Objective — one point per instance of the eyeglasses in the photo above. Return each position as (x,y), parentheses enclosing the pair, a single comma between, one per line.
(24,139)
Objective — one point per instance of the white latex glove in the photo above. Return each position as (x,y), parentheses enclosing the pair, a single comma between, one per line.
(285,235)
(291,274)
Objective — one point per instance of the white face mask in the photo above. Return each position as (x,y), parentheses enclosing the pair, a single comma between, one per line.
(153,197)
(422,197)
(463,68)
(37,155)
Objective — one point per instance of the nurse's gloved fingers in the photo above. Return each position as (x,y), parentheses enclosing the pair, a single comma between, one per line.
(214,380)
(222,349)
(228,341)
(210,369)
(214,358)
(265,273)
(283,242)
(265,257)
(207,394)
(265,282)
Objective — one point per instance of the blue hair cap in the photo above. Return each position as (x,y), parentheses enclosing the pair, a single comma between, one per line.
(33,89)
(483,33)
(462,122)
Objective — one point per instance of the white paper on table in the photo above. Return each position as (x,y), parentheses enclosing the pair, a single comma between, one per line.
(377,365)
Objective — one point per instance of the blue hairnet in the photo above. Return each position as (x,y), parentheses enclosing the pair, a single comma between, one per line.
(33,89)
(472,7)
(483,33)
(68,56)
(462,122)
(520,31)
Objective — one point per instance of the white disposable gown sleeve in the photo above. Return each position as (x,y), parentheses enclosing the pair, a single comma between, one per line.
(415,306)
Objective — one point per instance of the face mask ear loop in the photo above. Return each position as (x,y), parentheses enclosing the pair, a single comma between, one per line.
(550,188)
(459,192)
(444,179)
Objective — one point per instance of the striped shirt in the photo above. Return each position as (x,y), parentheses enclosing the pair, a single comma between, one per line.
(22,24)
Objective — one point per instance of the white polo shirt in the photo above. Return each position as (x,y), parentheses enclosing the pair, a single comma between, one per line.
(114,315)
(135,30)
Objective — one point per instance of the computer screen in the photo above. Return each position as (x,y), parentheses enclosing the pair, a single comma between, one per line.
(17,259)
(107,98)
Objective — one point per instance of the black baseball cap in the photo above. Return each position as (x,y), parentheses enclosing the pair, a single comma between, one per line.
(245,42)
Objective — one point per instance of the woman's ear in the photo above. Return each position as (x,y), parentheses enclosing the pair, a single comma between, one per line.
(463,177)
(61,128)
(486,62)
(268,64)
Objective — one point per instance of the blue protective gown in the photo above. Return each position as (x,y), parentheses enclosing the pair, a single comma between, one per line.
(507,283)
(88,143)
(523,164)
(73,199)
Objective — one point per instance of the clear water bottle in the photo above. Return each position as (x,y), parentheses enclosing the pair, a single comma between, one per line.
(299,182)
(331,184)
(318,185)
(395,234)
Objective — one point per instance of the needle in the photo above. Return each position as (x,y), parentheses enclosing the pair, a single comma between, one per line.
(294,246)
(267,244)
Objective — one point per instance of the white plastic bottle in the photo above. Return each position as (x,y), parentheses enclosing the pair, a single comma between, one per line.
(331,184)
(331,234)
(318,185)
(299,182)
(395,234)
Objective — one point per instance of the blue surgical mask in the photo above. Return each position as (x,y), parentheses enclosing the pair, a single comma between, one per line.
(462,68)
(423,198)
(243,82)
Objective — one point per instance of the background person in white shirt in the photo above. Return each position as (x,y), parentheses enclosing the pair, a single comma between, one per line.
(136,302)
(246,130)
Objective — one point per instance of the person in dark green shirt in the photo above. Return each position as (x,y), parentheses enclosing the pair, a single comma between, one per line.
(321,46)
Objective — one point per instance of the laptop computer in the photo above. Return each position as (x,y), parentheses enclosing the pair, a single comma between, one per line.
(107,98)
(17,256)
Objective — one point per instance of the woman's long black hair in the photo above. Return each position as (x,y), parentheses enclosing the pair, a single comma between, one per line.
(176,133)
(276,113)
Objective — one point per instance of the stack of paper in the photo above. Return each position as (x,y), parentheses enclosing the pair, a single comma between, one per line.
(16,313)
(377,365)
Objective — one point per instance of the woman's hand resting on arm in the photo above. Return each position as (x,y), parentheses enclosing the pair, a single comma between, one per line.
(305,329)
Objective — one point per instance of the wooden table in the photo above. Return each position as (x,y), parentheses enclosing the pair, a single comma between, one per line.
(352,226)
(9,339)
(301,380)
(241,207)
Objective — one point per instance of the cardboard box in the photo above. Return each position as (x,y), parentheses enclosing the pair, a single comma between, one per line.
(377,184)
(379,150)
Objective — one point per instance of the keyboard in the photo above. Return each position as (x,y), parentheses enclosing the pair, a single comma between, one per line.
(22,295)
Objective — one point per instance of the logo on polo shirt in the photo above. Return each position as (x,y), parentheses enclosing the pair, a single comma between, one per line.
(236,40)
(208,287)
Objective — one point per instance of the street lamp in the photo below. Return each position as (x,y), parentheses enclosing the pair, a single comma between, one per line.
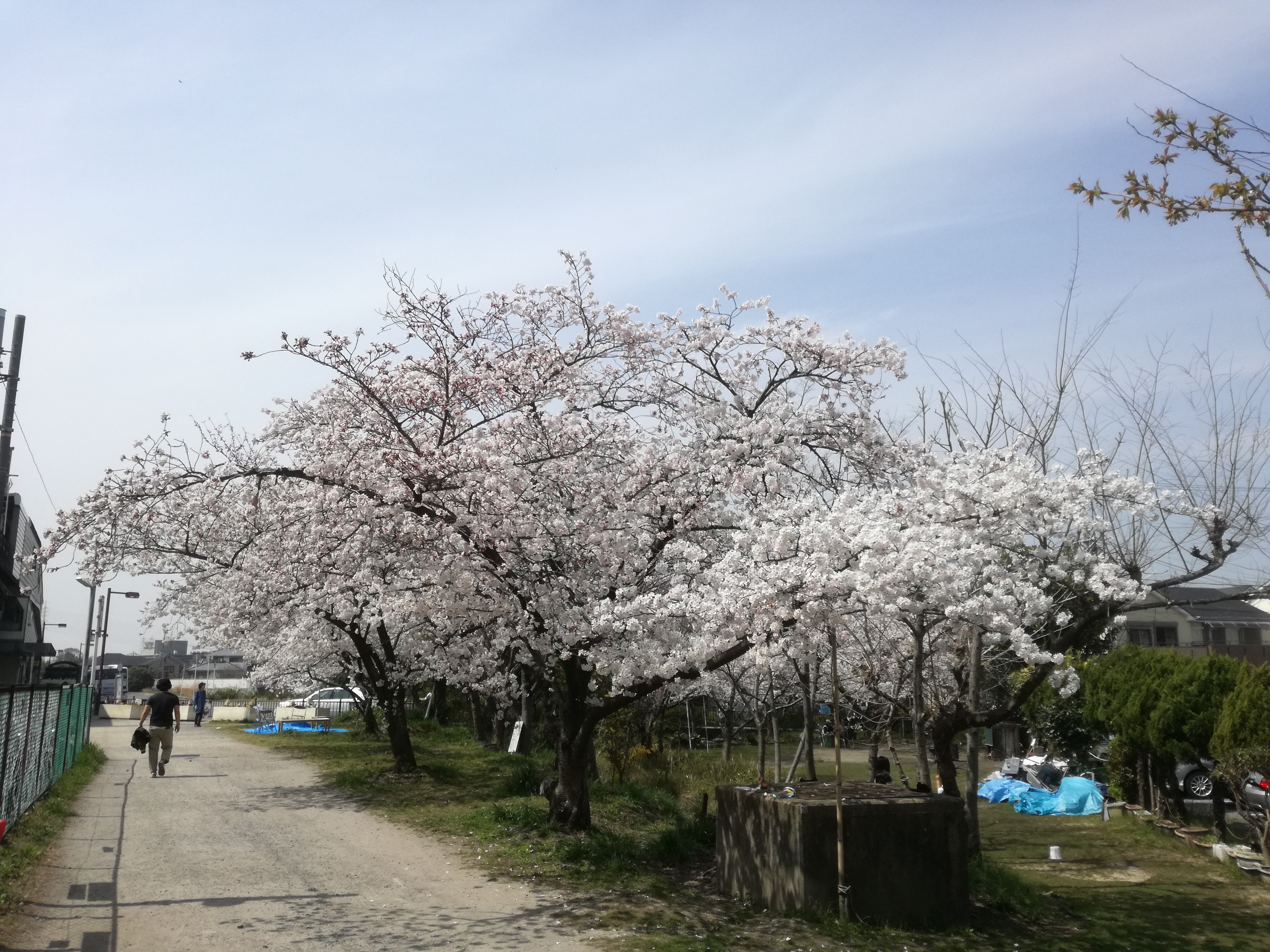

◆ Description of the task: An exact retyping of the entries, without images, is the required answer.

◆ Answer area:
Objective — one point per instance of the eyeglasses in the photo above. Return each position as (x,y), parentheses enclosing the pair, a single comma between, one per line.
(24,139)
Objective — one point per instance of the white latex glove in the photo above. Return each position as (x,y), parentheses enclosing the pair, a single comma between, one per line.
(285,235)
(291,274)
Objective — one point per instance of the white face mask in the photo above. Return each position as (x,y), parentheses enclosing the pair, a single comma between, one per line.
(153,197)
(422,197)
(463,68)
(37,155)
Objective — one point per instance of the nurse's gloved fingers in the photo above. Return each position as (x,y), parentheses enclosing the pair, a single comma between, one per line.
(214,380)
(222,349)
(228,341)
(210,369)
(214,358)
(265,273)
(283,242)
(265,257)
(207,394)
(265,282)
Objective — one point per instance of the blue hair cap in the photo above. Return each position as (x,y), parentheses enclosing the pair, a single comma between, one per line.
(33,89)
(483,33)
(462,122)
Objective — one point per instance of the white paper on table in the photo above. Return each position as (x,y), parentheses enclosing the pair, a single comma between, one per line.
(377,365)
Objective — one point per instance of the blue hairnet in the photo above. Return each position as (x,y), parentheses enclosing the pair, a single comma between, one per line.
(33,89)
(472,7)
(483,33)
(68,56)
(462,122)
(520,31)
Objective — one point per instance of the white disposable gown sleeve in the photo above. Return each position as (x,y), parentheses enclosing the pair, a single comma between, one per line.
(415,306)
Objective — one point per instance of the face mask ear loop in the photo above. Return each position as (x,y), parentheses enclosing the pair, a single comma between, one per line.
(550,188)
(459,192)
(444,179)
Objective — one point per instance of the striped shirt in the photo above. Return each position as (x,y), parentheses enclosing the pair, a single comma between, one per line.
(22,24)
Objective — one point per instance of the white polo shirt in the photo above. Return each position as (x,y), parentheses enclosing the pair, a single comma between, one per line.
(114,315)
(135,30)
Objective — one point per instance of the computer screen in the photo above. Return each position as (x,y), parentheses enclosing the pair, a single comma between, one per line.
(17,259)
(107,98)
Objective — one point per instance of the black baseball cap in the photo above. Return each position as (x,y), parentheses enclosing the pair, a single comma between, one per line.
(245,42)
Objective — one point per instance of the woman's ear in the photo above. Return each position as (x,y), parentheses enclosing the pair, a single comma between, one per line.
(463,177)
(61,128)
(486,62)
(268,64)
Objective — one point per instance of the blue protective gown in the photo above. Return each position as (x,y), parentheses enclosing the pair, a single comma between, one per line.
(507,283)
(88,143)
(523,164)
(73,199)
Objective — one point per instance of the clear water bottle in the photo above. Return each position as (x,y), parentheses enclosing the pair, a single comma between, one per line.
(299,182)
(331,184)
(318,185)
(395,234)
Objective — one point per instance of the needle in the photo above. Return each position as (x,y), parentheses enclosing the pair, a single comma between, one per line.
(294,246)
(267,244)
Objective — one point per instance of the white plastic bottle in the photo above. Return each position as (x,y), parentheses enclosing the pair, a single comma between, one per line.
(331,184)
(331,234)
(318,185)
(299,182)
(395,234)
Objective — one point per instance of the blue surgical mask in the photo above. Return each position as (x,y), parentheses enclosing the pair, a single comma between, one per line.
(462,68)
(423,198)
(243,82)
Objective — one point per instance of the background person in white shirt in the photo above. Return each position as (x,y), parentheses enclosing the pair, a single comma between, one per line.
(136,302)
(246,130)
Objective — one point per instance of the person in dark green shirt in the photo above. Return each position as (x,y), parentheses enclosing the pair, a single comma between, one per line.
(321,46)
Objective — one point per instance of the laptop computer in the photo above. Return each position as (x,y), parentheses enclosing the pair, a single comma between, one per line.
(107,98)
(17,256)
Objective — one point per instance of the woman's long black hair in the photo above. Return each position as (x,y), parentheses enclosing the pair, a single comma between, one per line.
(176,133)
(276,113)
Objective — one point per instance of the stack of paper in the photo above. Return each position as (x,y), parentheses enclosing the pair, a single comma between, one per line.
(16,313)
(377,365)
Objective — one point per instance of the woman's hand resting on arm in the photo above. Return each position as (x,y), parentheses enclosing the pair, a single comma between, one per line.
(305,329)
Objective — one point per instance of the wooden table in the photo above. Return each position as (x,y), parentheses enclosing the pair, a single comma between, one per line.
(352,226)
(9,339)
(301,380)
(241,207)
Objective — one point per instance of the cardboard box in the photo above. Return each position as (x,y), parentheses enclosing the pair, a single comma between, one per line.
(377,184)
(379,150)
Objective — one point per instance of the keyboard in the photo above. Return each position as (x,y), parentheses enclosing the pair, a single comma between, one per line.
(22,295)
Objective — one point per instance of the logo on polo shirt in the photo above. Return each position as (x,y), parentheses enclosing the pair, a single comma between, one per line.
(236,40)
(208,287)
Objective — one point per instance of the street lamp in the photo below. Return each position as (x,y), parentheses enclosing the pair, a single comma between, one per line.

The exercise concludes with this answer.